_PROVIDED PASSAGE_:
◇ ◇ ◇ ◇ ◇
Skip to main content

Prediction in Speech Perception and Spoken Word Recognition

Final Report Summary - PSPSWR (Prediction in Speech Perception and Spoken Word Recognition)

The mechanisms human listeners employ to extract meaningful linguistic content from the continuous, physical speech signal remain poorly understood despite decades of investigation. Recent models have emphasized the importance of predictive mechanisms during perception. The idea is that listeners generate expectations of what they will hear next and these expectations are predicated upon knowledge of their specific native language phonology. In such models exist four components: a) continuous uptake of incoming speech signal, b) predictive mechanisms and the generation of hypotheses/expectations, c) matching of hypothesis with signal and d) error signal generation when predictions mismatch. The goal of the project was to further understand these mechanisms and their perceptual and neurophysiological correlates, accomplished by combining insights from linguistics, cognitive neuroscience and psychology. The linguistic phenomenon of sibilant harmony in Basque is the test case. Basque is a linguistic isolate, whose largest concentration of speakers resides in Northeastern Spain. All experiments were conducted at the Basque Center on Cognition, Brain and Language (BCBL), a state-of-the-art research facility that focuses on the perceptual and brain bases of language. The BCBL is located in the heart of the Basque Country in Donostia-San Sebastián, Spain, providing the ideal geographic location and optimal technical resources and staff to carry out the line of investigation detailed in the proposal. The coordinator has extensive training in formal linguistic theory, cognitive neuroscience and experimental psychology, providing the interdisciplinary foundation necessary for carrying out the research outlined in the current project.
◇ ◇ ◇ ◇ ◇
_Image boundary annotation records_:

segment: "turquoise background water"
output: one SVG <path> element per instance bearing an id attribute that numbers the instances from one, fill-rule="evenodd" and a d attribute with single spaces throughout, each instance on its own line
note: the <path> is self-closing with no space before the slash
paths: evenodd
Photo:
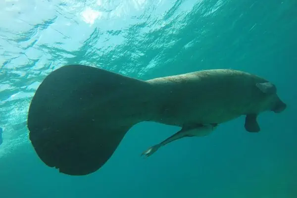
<path id="1" fill-rule="evenodd" d="M 297 35 L 295 0 L 1 0 L 0 197 L 297 198 Z M 288 108 L 261 114 L 259 133 L 241 117 L 147 159 L 179 128 L 141 123 L 102 168 L 69 176 L 15 125 L 47 74 L 79 63 L 143 80 L 240 69 L 275 84 Z"/>

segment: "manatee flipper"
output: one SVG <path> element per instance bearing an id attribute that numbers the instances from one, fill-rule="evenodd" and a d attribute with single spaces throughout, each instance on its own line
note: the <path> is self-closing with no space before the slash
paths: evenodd
<path id="1" fill-rule="evenodd" d="M 245 128 L 249 132 L 258 132 L 260 131 L 260 126 L 257 121 L 256 114 L 248 114 L 246 116 Z"/>
<path id="2" fill-rule="evenodd" d="M 180 131 L 173 134 L 161 143 L 150 147 L 142 153 L 145 157 L 151 155 L 161 147 L 168 143 L 185 137 L 205 136 L 213 131 L 217 126 L 217 124 L 195 124 L 185 125 Z"/>
<path id="3" fill-rule="evenodd" d="M 256 86 L 263 93 L 273 94 L 276 93 L 276 87 L 270 82 L 256 83 Z"/>
<path id="4" fill-rule="evenodd" d="M 40 85 L 29 107 L 29 138 L 36 153 L 60 172 L 83 175 L 96 171 L 136 124 L 127 121 L 133 113 L 129 102 L 146 86 L 85 65 L 53 71 Z"/>

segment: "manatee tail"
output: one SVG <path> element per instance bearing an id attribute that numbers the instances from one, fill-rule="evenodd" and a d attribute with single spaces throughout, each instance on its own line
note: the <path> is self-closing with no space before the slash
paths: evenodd
<path id="1" fill-rule="evenodd" d="M 127 118 L 135 115 L 129 111 L 129 100 L 147 85 L 81 65 L 53 71 L 36 91 L 29 110 L 29 137 L 37 154 L 64 174 L 96 171 L 138 122 Z"/>

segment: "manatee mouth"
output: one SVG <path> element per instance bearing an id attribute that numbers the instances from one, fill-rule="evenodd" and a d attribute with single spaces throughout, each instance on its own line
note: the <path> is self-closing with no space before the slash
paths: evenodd
<path id="1" fill-rule="evenodd" d="M 280 99 L 276 103 L 274 107 L 272 109 L 273 112 L 276 113 L 281 113 L 287 108 L 287 104 L 283 102 Z"/>

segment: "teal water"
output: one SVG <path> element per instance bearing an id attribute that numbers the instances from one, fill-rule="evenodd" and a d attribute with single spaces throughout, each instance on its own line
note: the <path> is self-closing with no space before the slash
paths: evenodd
<path id="1" fill-rule="evenodd" d="M 0 11 L 0 198 L 297 198 L 295 0 L 4 0 Z M 241 117 L 145 159 L 179 128 L 141 123 L 102 168 L 69 176 L 39 159 L 21 124 L 67 64 L 143 80 L 239 69 L 275 84 L 288 108 L 261 114 L 259 133 Z"/>

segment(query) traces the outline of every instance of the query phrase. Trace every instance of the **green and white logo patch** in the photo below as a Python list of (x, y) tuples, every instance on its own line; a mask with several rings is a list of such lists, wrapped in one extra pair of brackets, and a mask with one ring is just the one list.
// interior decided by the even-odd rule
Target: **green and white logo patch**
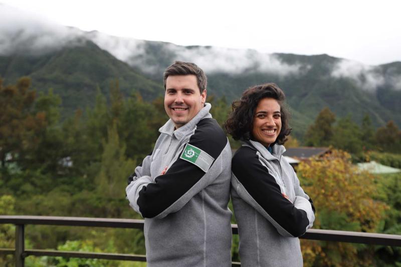
[(197, 147), (186, 144), (179, 158), (197, 166), (207, 172), (215, 160), (210, 155)]

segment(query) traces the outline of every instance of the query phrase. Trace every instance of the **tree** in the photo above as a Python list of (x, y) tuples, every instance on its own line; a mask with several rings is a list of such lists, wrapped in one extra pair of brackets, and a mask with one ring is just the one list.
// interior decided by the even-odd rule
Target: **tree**
[(23, 77), (16, 85), (3, 85), (0, 79), (0, 161), (23, 162), (27, 150), (36, 149), (46, 127), (45, 112), (33, 110), (36, 98), (29, 90), (31, 79)]
[(106, 199), (124, 198), (124, 188), (135, 162), (125, 157), (125, 146), (120, 142), (116, 123), (108, 128), (103, 147), (100, 171), (96, 178), (97, 191)]
[(374, 147), (374, 129), (369, 114), (365, 113), (361, 125), (361, 141), (365, 150), (369, 150)]
[(307, 145), (325, 146), (330, 145), (333, 137), (333, 124), (335, 115), (325, 108), (317, 115), (315, 123), (309, 126), (304, 139)]
[[(12, 215), (14, 212), (15, 199), (11, 195), (0, 196), (0, 214)], [(15, 243), (15, 227), (12, 224), (0, 224), (0, 247), (12, 248)], [(14, 265), (13, 256), (2, 255), (0, 256), (0, 265), (11, 266)]]
[(362, 152), (361, 131), (350, 116), (339, 120), (333, 130), (335, 134), (332, 137), (332, 144), (334, 147), (352, 154)]
[[(301, 162), (297, 174), (316, 207), (313, 227), (380, 231), (387, 206), (376, 200), (374, 176), (358, 171), (345, 152)], [(342, 242), (302, 240), (305, 266), (356, 266), (372, 263), (371, 248)]]
[(392, 121), (376, 132), (377, 146), (385, 152), (401, 153), (401, 131)]
[(152, 151), (165, 118), (164, 109), (161, 114), (154, 105), (144, 101), (139, 93), (125, 101), (118, 133), (126, 144), (127, 157), (141, 160)]

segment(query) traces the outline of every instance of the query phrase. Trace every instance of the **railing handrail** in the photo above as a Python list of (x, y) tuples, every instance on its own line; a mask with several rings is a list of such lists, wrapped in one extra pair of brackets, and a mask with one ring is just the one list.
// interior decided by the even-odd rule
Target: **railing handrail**
[[(0, 215), (0, 224), (39, 224), (72, 226), (143, 229), (144, 220), (134, 219), (63, 217), (55, 216)], [(231, 224), (233, 233), (238, 233), (237, 224)], [(301, 238), (401, 246), (401, 235), (384, 233), (309, 229)]]
[[(91, 218), (86, 217), (62, 217), (54, 216), (0, 215), (0, 224), (15, 224), (16, 249), (0, 249), (0, 253), (14, 253), (16, 256), (16, 265), (24, 266), (24, 258), (32, 255), (60, 255), (76, 257), (91, 257), (110, 259), (146, 260), (144, 255), (94, 252), (75, 252), (49, 250), (25, 249), (24, 245), (24, 226), (28, 224), (70, 226), (104, 227), (130, 228), (143, 229), (144, 220), (134, 219), (110, 218)], [(231, 224), (233, 233), (238, 233), (237, 224)], [(401, 235), (384, 233), (309, 229), (300, 238), (312, 240), (359, 243), (373, 245), (401, 246)], [(18, 261), (20, 260), (20, 263)], [(233, 266), (240, 266), (239, 262), (233, 262)]]

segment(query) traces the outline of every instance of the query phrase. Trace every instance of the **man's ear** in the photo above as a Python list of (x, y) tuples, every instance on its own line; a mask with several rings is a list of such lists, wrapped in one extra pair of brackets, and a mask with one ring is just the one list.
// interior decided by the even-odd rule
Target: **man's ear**
[(204, 91), (200, 94), (200, 96), (202, 97), (202, 104), (205, 104), (206, 102), (206, 97), (207, 96), (208, 92), (206, 92), (206, 89), (205, 89)]

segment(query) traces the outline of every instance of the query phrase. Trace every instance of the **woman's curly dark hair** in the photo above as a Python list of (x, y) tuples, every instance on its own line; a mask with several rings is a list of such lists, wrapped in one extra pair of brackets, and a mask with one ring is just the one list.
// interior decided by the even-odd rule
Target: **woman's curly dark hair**
[(242, 94), (239, 101), (233, 102), (233, 112), (226, 122), (226, 129), (235, 140), (248, 140), (252, 138), (252, 125), (256, 107), (265, 98), (276, 99), (280, 105), (281, 130), (273, 143), (282, 145), (287, 141), (291, 128), (288, 126), (289, 113), (284, 105), (284, 93), (274, 83), (268, 83), (250, 87)]

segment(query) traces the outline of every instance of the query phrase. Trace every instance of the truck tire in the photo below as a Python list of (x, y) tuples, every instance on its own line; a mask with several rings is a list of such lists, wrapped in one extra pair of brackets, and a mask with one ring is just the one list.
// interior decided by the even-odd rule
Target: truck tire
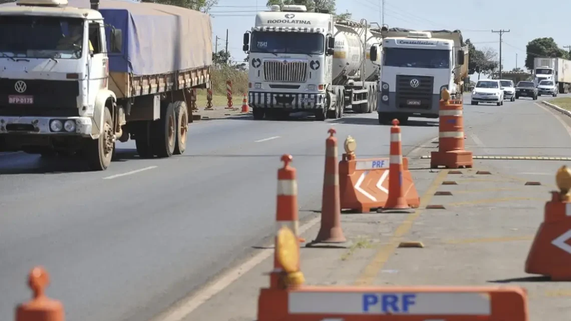
[(186, 103), (175, 102), (175, 115), (176, 116), (176, 142), (175, 143), (175, 155), (182, 155), (186, 150), (186, 139), (188, 132), (188, 110)]
[(152, 158), (155, 157), (152, 149), (151, 128), (153, 122), (150, 121), (139, 121), (135, 125), (135, 147), (141, 158)]
[(87, 164), (93, 171), (104, 171), (111, 164), (115, 149), (113, 118), (107, 107), (103, 110), (103, 130), (97, 139), (86, 138), (85, 155)]
[(252, 114), (254, 115), (254, 119), (255, 121), (263, 119), (264, 113), (265, 112), (263, 108), (256, 107), (252, 107)]
[(160, 106), (160, 118), (154, 121), (152, 129), (153, 151), (160, 158), (172, 156), (176, 142), (176, 115), (174, 104), (167, 103)]

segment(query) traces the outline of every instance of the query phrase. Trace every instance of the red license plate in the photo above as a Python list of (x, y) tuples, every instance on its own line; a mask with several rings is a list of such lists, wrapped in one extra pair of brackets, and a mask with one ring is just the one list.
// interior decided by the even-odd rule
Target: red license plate
[(34, 96), (10, 95), (8, 96), (8, 103), (31, 105), (34, 103)]

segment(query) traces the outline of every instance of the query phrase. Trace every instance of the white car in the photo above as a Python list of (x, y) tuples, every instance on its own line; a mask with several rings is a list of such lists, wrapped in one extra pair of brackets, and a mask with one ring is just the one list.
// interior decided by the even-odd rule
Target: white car
[(542, 80), (537, 84), (537, 95), (549, 95), (554, 97), (557, 97), (558, 88), (553, 81)]
[(504, 87), (504, 99), (510, 102), (516, 101), (516, 86), (513, 82), (507, 79), (500, 79), (500, 83)]
[(504, 87), (498, 80), (480, 80), (472, 92), (472, 105), (478, 103), (495, 103), (504, 105)]

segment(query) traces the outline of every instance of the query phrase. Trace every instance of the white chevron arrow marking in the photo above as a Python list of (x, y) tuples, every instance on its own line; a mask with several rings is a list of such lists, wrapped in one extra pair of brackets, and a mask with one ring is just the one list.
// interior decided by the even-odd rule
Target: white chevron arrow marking
[(389, 171), (387, 170), (385, 171), (385, 172), (383, 173), (383, 175), (381, 175), (381, 178), (379, 179), (379, 182), (377, 182), (377, 188), (387, 194), (389, 194), (389, 191), (383, 186), (383, 183), (385, 182), (385, 179), (387, 179), (387, 177), (388, 176), (388, 175)]
[(367, 174), (369, 174), (369, 171), (365, 171), (361, 174), (359, 176), (359, 179), (357, 180), (357, 183), (355, 183), (355, 190), (359, 191), (361, 194), (366, 196), (367, 198), (372, 200), (373, 202), (376, 202), (377, 199), (375, 198), (375, 196), (367, 192), (365, 190), (361, 188), (361, 184), (363, 183), (363, 181), (365, 180), (365, 177), (367, 176)]
[(565, 243), (569, 239), (571, 239), (571, 230), (563, 233), (557, 238), (551, 241), (551, 244), (571, 254), (571, 245)]

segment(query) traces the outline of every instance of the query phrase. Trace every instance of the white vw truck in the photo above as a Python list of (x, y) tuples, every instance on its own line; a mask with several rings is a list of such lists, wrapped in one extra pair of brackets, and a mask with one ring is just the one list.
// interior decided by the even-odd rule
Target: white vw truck
[(380, 30), (364, 20), (336, 22), (332, 14), (307, 11), (272, 6), (244, 35), (254, 119), (303, 111), (323, 121), (343, 117), (346, 108), (372, 113), (380, 68), (367, 56), (381, 42)]
[[(468, 49), (460, 31), (414, 31), (392, 28), (383, 33), (379, 123), (410, 117), (437, 118), (440, 92), (460, 99), (468, 76)], [(371, 59), (377, 55), (371, 48)]]

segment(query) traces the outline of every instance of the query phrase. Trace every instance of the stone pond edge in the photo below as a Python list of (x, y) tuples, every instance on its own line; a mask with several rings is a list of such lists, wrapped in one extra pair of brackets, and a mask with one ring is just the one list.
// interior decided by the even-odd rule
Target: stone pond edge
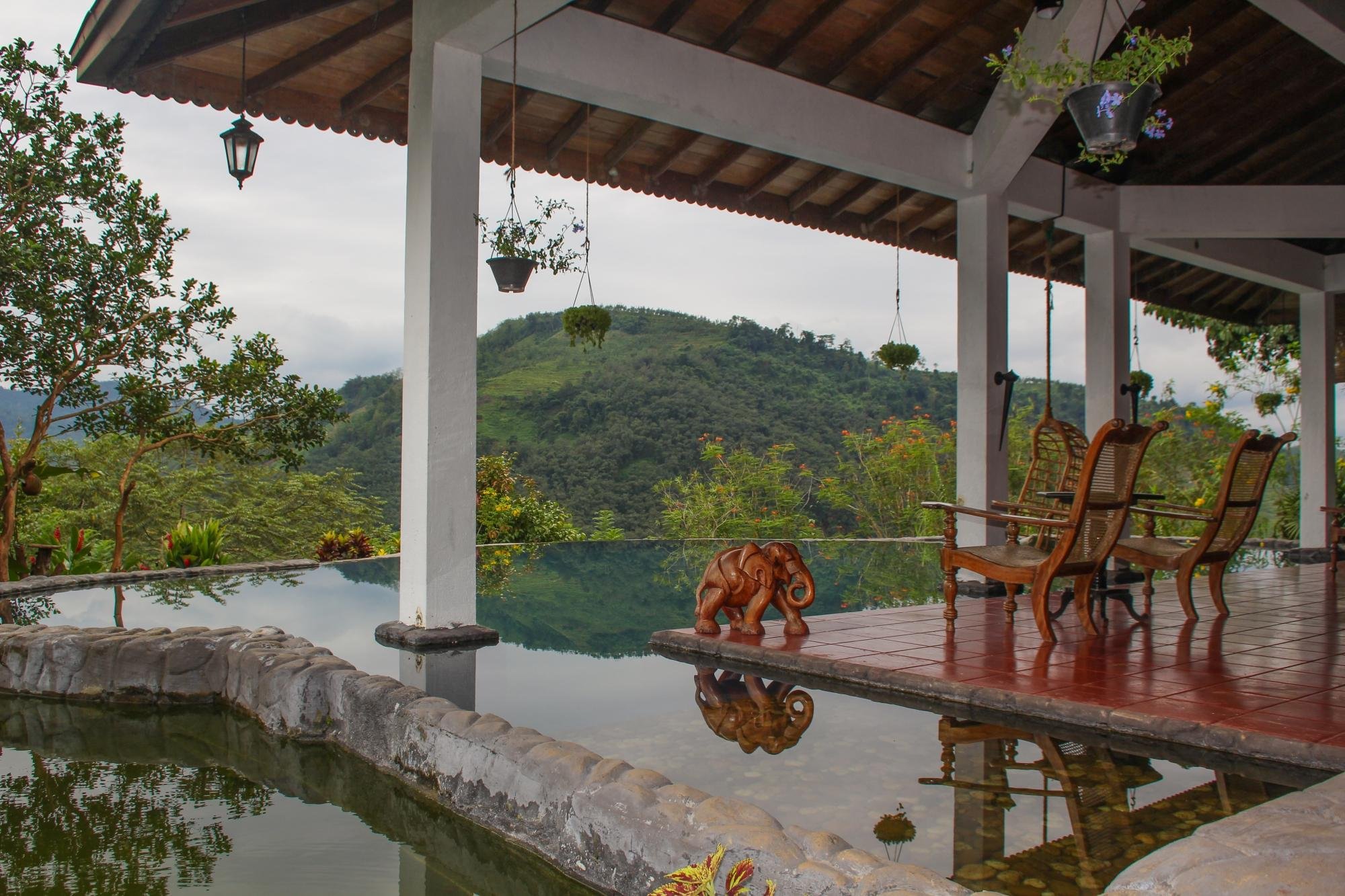
[(370, 675), (278, 628), (0, 626), (0, 692), (105, 704), (222, 702), (266, 731), (344, 748), (592, 887), (640, 896), (717, 844), (784, 893), (962, 895), (917, 865), (784, 827), (573, 743)]

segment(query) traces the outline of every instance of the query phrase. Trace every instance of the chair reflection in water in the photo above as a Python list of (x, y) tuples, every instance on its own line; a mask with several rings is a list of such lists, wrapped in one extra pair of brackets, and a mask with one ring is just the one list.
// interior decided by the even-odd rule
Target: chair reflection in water
[[(718, 673), (718, 674), (716, 674)], [(695, 705), (705, 724), (742, 752), (781, 753), (812, 724), (812, 696), (783, 681), (761, 681), (706, 666), (695, 670)]]
[[(948, 716), (939, 721), (939, 740), (942, 775), (920, 783), (958, 791), (954, 880), (971, 889), (1040, 879), (1048, 888), (1067, 881), (1069, 892), (1100, 893), (1123, 868), (1194, 826), (1287, 790), (1212, 772), (1205, 784), (1137, 809), (1134, 791), (1162, 780), (1146, 757)], [(1036, 745), (1041, 757), (1020, 760), (1020, 741)], [(1010, 783), (1010, 775), (1020, 779), (1025, 772), (1040, 775), (1041, 786)], [(1006, 854), (1007, 811), (1015, 796), (1041, 799), (1041, 842)], [(1064, 803), (1071, 827), (1056, 839), (1049, 831), (1052, 800)]]

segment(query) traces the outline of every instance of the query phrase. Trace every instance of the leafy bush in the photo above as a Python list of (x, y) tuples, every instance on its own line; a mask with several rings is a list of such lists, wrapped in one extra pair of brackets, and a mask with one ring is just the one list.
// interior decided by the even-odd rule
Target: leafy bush
[(578, 541), (570, 513), (514, 474), (515, 455), (476, 459), (476, 544)]
[(164, 535), (160, 558), (168, 569), (218, 566), (226, 562), (223, 526), (218, 519), (207, 519), (199, 526), (180, 521)]

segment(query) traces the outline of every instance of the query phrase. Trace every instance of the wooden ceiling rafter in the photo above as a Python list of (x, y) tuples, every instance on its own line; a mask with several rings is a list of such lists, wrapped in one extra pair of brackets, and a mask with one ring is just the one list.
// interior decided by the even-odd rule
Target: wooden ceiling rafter
[(412, 54), (406, 54), (383, 66), (373, 78), (359, 85), (340, 98), (342, 118), (352, 114), (378, 100), (394, 86), (406, 81), (412, 71)]
[(352, 26), (338, 31), (330, 38), (319, 40), (297, 55), (266, 69), (260, 74), (247, 78), (247, 94), (264, 93), (291, 78), (316, 69), (324, 62), (346, 52), (347, 50), (382, 34), (395, 24), (401, 24), (412, 17), (412, 0), (397, 0), (386, 9), (375, 9), (374, 15), (356, 22)]
[(213, 16), (194, 19), (186, 24), (167, 27), (140, 54), (134, 71), (161, 66), (180, 57), (188, 57), (204, 50), (214, 50), (243, 35), (253, 36), (261, 31), (307, 19), (308, 16), (344, 7), (352, 0), (258, 0), (246, 7), (219, 12)]

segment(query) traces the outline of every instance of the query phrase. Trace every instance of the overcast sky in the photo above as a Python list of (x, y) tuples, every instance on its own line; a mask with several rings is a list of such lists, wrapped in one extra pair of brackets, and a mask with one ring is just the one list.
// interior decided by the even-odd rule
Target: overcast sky
[[(3, 0), (0, 38), (23, 36), (46, 54), (69, 47), (91, 0)], [(179, 276), (213, 280), (238, 311), (239, 331), (273, 334), (293, 370), (338, 386), (401, 366), (406, 152), (394, 144), (260, 121), (257, 174), (239, 191), (225, 170), (219, 132), (233, 116), (75, 85), (69, 105), (120, 112), (125, 168), (160, 194), (191, 237)], [(482, 213), (507, 204), (503, 168), (482, 167)], [(582, 207), (581, 184), (521, 172), (521, 207), (542, 194)], [(525, 204), (525, 202), (527, 204)], [(593, 188), (589, 233), (600, 303), (644, 305), (765, 326), (835, 334), (872, 351), (893, 316), (896, 250), (746, 215)], [(479, 331), (530, 311), (570, 304), (574, 276), (535, 276), (522, 296), (495, 291), (482, 256)], [(901, 253), (902, 320), (942, 370), (956, 367), (956, 266)], [(1042, 283), (1010, 276), (1010, 366), (1042, 375)], [(1083, 292), (1056, 291), (1059, 379), (1083, 381)], [(1220, 378), (1204, 339), (1139, 318), (1143, 367), (1177, 397), (1201, 400)], [(1239, 401), (1250, 416), (1250, 401)], [(1083, 422), (1083, 421), (1079, 421)], [(1255, 422), (1255, 420), (1254, 420)]]

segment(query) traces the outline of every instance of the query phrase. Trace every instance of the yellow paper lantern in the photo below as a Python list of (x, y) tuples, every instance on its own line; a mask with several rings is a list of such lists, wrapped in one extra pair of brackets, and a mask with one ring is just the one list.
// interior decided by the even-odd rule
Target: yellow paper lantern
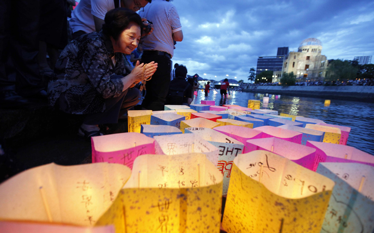
[(104, 163), (29, 169), (0, 185), (0, 219), (94, 226), (130, 174)]
[(248, 123), (245, 121), (233, 120), (232, 119), (219, 119), (217, 120), (217, 122), (221, 124), (220, 126), (223, 126), (224, 125), (237, 125), (238, 126), (253, 129), (253, 123)]
[(319, 233), (334, 185), (271, 152), (239, 154), (222, 226), (230, 233)]
[(140, 133), (141, 125), (151, 124), (152, 110), (131, 110), (127, 111), (127, 125), (129, 132)]
[(116, 233), (220, 231), (223, 178), (205, 155), (142, 155), (97, 222)]
[(340, 142), (341, 131), (338, 128), (313, 124), (306, 124), (305, 128), (306, 129), (311, 129), (324, 132), (323, 142), (333, 143), (334, 144), (339, 144)]

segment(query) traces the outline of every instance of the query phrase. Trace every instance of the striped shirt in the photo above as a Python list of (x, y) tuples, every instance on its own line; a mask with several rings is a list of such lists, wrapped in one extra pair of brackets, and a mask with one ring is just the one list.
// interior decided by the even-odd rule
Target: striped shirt
[(153, 0), (139, 15), (152, 22), (154, 28), (152, 33), (142, 39), (143, 50), (163, 51), (172, 57), (172, 34), (182, 30), (179, 16), (174, 5), (164, 0)]

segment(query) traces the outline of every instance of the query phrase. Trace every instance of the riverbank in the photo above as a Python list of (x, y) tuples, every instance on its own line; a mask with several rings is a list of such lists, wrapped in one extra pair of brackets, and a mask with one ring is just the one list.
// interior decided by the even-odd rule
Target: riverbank
[(374, 86), (258, 86), (243, 91), (374, 102)]

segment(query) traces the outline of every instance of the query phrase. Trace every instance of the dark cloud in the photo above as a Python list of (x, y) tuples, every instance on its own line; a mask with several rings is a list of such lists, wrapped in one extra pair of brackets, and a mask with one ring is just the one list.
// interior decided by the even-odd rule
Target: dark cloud
[[(259, 56), (278, 47), (297, 50), (304, 39), (322, 41), (328, 59), (374, 53), (374, 2), (368, 0), (175, 0), (184, 39), (174, 62), (189, 74), (246, 80)], [(152, 3), (151, 3), (152, 4)]]

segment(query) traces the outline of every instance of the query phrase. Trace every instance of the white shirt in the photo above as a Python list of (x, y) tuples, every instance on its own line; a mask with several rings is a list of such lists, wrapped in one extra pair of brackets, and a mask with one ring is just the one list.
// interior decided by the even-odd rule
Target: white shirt
[(86, 33), (95, 32), (93, 16), (104, 20), (106, 13), (114, 8), (114, 0), (81, 0), (71, 13), (69, 21), (73, 33), (78, 31)]

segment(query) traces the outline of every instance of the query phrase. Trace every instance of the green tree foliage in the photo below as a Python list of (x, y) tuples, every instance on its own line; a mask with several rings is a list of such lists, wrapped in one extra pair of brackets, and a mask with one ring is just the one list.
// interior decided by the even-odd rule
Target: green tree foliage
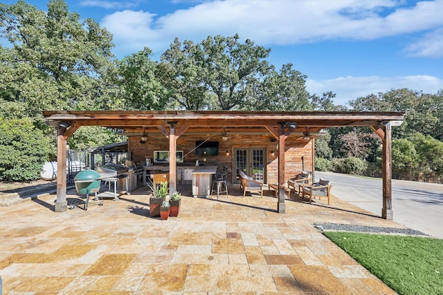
◇ ◇ ◇ ◇ ◇
_REQUIRED WORK_:
1. Please list the four components that the speech perception project summary above says exist in predictive models of perception.
2. Carry on the speech perception project summary from its final sentence.

_SOLVED PROBLEMS_:
1.
- Continuous uptake of incoming speech signal
- Predictive mechanisms and the generation of hypotheses/expectations
- Matching of hypothesis with signal
- Error signal generation when predictions mismatch

2.
First, the project aims to contribute to our understanding of the perceptual and neurophysiological mechanisms that underlie our ability to comprehend spoken language so effortlessly by integrating data from a less-well studied language. The second set of objectives is to pursue an integrated approach to spoken word comprehension by establishing collaborations both within Spain and the European Union, more generally. To that end, the coordinator has established national and international collaborations with established researchers and has continued and reinforced existing collaborations within the larger the larger European community.
To advance our understanding of the perceptual mechanisms employed during online speech comprehension, auditory experiments are conducted that entail overt responses from participants or measurements of their ongoing electrical brain activity. Due to constraints, only Basque pseudowords were used. This allowed for better control over stimulus characteristics. Consequently, ~400 Basque pseudowords were created, recorded and acoustically measured. Subsequently, a series of phoneme monitoring and EEG experiments were conducted. The experiments were conducted under the guidelines of the Institutional Review Board at the BCBL. The data was analyzed in accordance with standard practices within cognitive psychology and cognitive neuroscience.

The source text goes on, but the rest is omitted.